- [Problems to work on]:
[A] In the post on biotech data tooling, rewrite the passage from "For a while, I" up to and including "acronyms like FAIR.", changing "big pharma" to "large pharmaceutical company".
[B] Answer these questions about the post on biotech data tooling:
(i) Which two capabilities does the post say have been covered so far?
(ii) Which acronym is given as an example in the post?
(iii) What does the post give as the worst case of not centrally tracking data?

- [Document extract]:

Don't let good be the enemy of good enough
As we work our way backwards through the different capabilities that biotech startups need their data tooling to support, we’ve so far gone through decision making and analysis. This week, I want to cover one of the last things you do right before you start the analysis: finding the data. This is closely related to an even earlier step that we’ll cover a bit later - evaluating what data you have (or can generate) to define your approach and strategy. In particular, the both rely on something that’s often surprisingly difficult: Knowing what data you have and where it is.
For a while, I always thought of this as a big pharma problem. They have decades of data in a sprawling mess of legacy systems and from all sorts of different sources, often generated or imported by people who are no longer at the company. There’s a whole industry devoted addressing this problem with their own conferences and organizations and acronyms like FAIR.
Most biotech startups, on the other hand, only have a few core sources of data and haven’t been around long enough to have legacy systems or more than a few orphaned datasets. So it’s a completely different magnitude of problem - but still something that needs to be addressed.
In fact, I think the main reason teams get stuck on this is that they see it as simultaneously too small of a problem and too big. If you’re a small startup surrounded by existential problems, centrally tracking data isn’t one of them. Worst case, it will slow your data scientists down a bit. It’s too small to worry about today.
On the other hand, it feels like a big enough problem that you’re going to need a plan and resources, and probably someone who knows what they’re doing, before you try to tackle it. And the longer you leave it, the more this feeling grows, until it becomes one of those problems that you try not to think about because of the sense of dread and embarrassment it induces. Your technical problem has turned into a psychological one.

- [Excerpted data]:
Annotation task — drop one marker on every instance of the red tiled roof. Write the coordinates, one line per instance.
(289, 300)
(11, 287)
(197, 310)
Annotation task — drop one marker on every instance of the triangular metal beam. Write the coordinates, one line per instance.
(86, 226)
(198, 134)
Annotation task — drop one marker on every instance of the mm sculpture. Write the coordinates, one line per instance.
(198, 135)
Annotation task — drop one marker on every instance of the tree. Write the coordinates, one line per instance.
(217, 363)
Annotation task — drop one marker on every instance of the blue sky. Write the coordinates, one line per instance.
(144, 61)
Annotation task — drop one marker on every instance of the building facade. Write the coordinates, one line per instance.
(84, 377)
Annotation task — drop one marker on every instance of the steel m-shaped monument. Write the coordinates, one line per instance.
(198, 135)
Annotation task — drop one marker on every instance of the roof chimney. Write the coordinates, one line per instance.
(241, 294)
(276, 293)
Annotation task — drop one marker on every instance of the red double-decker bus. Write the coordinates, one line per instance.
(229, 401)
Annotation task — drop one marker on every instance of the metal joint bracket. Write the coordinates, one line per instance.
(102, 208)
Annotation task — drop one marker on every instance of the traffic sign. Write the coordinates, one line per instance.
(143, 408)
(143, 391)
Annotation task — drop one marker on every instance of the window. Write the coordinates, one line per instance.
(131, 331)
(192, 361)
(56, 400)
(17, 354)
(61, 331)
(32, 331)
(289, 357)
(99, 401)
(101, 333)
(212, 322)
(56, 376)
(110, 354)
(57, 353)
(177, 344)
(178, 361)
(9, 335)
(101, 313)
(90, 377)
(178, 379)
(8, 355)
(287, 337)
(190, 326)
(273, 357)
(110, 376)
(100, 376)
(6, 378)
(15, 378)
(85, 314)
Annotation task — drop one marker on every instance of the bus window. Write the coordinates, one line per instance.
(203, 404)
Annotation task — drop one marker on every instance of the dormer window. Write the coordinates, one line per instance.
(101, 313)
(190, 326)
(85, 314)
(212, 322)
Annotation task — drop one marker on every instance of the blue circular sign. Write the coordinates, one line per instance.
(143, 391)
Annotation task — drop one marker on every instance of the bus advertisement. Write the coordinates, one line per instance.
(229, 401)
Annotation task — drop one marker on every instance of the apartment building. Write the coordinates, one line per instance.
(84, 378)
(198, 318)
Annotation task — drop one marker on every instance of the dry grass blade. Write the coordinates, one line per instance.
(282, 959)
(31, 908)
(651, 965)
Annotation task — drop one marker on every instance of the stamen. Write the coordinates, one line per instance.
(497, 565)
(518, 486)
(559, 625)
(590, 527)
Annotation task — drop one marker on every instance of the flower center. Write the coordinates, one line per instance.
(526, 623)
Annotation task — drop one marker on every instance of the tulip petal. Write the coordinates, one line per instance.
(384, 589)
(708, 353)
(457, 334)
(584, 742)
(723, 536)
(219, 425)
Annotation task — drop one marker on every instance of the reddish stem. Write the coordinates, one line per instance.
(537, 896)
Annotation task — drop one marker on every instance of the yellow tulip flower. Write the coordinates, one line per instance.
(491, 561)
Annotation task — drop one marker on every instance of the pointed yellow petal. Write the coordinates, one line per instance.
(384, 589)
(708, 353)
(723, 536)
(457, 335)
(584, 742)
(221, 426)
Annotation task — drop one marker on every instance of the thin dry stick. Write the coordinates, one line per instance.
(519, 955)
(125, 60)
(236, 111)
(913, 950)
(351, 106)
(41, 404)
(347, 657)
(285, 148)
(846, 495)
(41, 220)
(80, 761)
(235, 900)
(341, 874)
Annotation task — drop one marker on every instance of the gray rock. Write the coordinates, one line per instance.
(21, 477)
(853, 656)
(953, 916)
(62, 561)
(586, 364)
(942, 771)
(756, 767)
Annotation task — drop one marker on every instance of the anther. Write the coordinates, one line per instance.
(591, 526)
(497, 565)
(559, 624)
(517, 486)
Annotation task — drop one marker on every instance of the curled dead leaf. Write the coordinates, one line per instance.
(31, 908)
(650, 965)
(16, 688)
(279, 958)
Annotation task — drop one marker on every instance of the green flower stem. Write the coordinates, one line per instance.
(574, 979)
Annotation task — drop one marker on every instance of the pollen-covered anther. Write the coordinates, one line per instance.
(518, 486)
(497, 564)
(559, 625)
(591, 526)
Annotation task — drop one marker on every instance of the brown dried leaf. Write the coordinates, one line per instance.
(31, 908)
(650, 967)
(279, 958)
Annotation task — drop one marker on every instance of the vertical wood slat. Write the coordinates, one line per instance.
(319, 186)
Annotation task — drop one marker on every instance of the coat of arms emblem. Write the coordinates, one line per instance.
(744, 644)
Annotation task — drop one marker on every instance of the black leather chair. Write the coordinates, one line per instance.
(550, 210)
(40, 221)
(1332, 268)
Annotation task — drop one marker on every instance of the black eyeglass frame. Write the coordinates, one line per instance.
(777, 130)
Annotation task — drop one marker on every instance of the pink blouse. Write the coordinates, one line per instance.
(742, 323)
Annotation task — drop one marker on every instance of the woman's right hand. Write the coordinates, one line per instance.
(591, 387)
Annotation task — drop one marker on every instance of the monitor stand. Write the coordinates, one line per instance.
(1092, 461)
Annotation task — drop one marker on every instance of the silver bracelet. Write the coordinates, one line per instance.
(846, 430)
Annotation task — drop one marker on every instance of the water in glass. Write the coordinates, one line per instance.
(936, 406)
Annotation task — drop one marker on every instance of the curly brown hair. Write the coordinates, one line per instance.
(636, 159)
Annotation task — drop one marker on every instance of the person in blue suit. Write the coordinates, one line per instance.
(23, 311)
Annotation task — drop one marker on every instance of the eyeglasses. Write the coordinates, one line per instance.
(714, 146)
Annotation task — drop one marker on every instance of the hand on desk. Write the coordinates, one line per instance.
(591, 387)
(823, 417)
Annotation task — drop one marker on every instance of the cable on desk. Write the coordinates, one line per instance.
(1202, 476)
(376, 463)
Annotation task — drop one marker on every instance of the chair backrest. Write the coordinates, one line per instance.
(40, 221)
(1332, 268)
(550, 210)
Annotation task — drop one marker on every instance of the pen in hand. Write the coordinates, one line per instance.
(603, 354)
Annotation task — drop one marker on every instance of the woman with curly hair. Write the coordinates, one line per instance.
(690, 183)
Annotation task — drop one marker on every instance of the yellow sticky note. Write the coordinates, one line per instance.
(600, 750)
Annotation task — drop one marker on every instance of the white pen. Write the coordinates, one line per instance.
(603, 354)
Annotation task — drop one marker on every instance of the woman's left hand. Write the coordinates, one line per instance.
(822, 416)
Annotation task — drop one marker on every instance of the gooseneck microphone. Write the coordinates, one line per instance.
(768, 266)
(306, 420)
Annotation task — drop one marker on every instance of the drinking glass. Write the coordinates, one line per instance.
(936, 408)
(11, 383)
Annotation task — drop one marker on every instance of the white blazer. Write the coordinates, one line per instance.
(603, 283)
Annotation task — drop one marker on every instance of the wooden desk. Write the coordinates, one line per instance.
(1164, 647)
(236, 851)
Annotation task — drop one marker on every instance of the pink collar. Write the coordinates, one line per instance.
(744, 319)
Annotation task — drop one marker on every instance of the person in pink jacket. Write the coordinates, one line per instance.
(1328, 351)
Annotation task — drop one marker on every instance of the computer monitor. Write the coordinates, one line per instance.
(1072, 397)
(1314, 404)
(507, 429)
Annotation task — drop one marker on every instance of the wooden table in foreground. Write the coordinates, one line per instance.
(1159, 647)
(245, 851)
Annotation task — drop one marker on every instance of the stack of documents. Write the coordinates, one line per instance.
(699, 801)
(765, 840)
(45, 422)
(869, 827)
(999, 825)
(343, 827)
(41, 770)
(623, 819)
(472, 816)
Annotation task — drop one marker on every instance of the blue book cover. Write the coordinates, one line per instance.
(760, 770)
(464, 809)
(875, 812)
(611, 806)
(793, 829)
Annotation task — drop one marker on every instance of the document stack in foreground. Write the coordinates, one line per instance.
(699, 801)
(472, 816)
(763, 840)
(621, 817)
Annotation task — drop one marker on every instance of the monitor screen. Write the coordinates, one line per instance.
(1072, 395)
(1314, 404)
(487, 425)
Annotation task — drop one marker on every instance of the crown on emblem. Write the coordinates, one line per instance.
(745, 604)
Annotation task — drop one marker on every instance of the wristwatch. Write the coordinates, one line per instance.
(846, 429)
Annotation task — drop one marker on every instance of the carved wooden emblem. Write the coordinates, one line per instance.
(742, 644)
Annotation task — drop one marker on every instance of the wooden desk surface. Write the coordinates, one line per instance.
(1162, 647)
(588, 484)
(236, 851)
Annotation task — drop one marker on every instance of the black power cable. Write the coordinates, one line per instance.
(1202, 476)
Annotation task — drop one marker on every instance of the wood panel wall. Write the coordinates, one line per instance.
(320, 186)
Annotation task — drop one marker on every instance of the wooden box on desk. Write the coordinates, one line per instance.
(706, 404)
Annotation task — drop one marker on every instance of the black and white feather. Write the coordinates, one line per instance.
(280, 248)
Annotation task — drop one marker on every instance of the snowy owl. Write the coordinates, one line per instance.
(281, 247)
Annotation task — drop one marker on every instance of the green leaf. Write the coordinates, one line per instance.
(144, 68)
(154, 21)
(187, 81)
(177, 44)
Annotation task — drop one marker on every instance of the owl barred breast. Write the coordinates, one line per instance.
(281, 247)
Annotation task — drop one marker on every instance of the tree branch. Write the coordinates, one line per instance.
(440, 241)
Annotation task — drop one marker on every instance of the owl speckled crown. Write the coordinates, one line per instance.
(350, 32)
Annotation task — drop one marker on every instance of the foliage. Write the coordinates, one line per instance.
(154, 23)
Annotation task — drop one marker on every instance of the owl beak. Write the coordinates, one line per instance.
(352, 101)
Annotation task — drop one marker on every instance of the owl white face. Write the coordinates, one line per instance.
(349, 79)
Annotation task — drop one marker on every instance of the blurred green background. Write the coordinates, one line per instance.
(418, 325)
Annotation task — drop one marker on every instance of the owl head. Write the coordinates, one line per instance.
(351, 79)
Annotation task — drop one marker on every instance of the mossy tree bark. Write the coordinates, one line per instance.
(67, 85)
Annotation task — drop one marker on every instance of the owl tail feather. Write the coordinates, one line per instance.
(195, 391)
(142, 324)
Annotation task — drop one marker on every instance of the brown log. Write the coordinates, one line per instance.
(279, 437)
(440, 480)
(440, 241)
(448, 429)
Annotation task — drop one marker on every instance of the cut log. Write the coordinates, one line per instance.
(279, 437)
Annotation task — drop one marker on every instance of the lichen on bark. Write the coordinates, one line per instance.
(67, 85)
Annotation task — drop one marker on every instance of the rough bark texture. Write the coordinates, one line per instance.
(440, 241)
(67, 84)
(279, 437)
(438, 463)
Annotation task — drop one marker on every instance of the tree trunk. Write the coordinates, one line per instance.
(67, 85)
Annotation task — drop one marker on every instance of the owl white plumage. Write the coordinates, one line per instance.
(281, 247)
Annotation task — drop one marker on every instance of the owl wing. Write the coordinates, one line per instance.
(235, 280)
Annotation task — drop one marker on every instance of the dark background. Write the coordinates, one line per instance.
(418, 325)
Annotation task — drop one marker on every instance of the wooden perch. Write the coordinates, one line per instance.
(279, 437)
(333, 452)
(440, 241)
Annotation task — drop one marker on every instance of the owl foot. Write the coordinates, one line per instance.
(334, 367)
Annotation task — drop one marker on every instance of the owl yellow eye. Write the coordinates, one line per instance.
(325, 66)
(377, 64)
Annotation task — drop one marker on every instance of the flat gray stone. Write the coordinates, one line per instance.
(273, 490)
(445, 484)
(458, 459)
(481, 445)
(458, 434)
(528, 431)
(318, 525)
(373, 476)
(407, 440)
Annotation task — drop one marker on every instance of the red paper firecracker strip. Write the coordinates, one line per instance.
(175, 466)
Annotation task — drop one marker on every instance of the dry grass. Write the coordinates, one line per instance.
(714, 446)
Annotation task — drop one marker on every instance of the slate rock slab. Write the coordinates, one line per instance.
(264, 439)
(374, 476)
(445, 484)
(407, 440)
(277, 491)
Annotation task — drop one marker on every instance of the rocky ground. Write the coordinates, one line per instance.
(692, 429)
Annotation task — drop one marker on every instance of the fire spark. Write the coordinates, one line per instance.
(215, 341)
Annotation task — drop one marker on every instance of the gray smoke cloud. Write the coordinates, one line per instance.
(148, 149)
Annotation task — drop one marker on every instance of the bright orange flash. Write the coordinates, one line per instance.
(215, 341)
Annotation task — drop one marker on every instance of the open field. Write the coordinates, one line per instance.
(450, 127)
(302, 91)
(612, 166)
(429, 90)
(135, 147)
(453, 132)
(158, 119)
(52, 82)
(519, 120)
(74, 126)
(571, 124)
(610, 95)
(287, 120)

- [Answers to each task]:
[A]
For a while, I always thought of this as a large pharmaceutical company problem. They have decades of data in a sprawling mess of legacy systems and from all sorts of different sources, often generated or imported by people who are no longer at the company. There’s a whole industry devoted addressing this problem with their own conferences and organizations and acronyms like FAIR.

[B]
(i) Decision making and analysis.
(ii) FAIR.
(iii) It will slow your data scientists down a bit.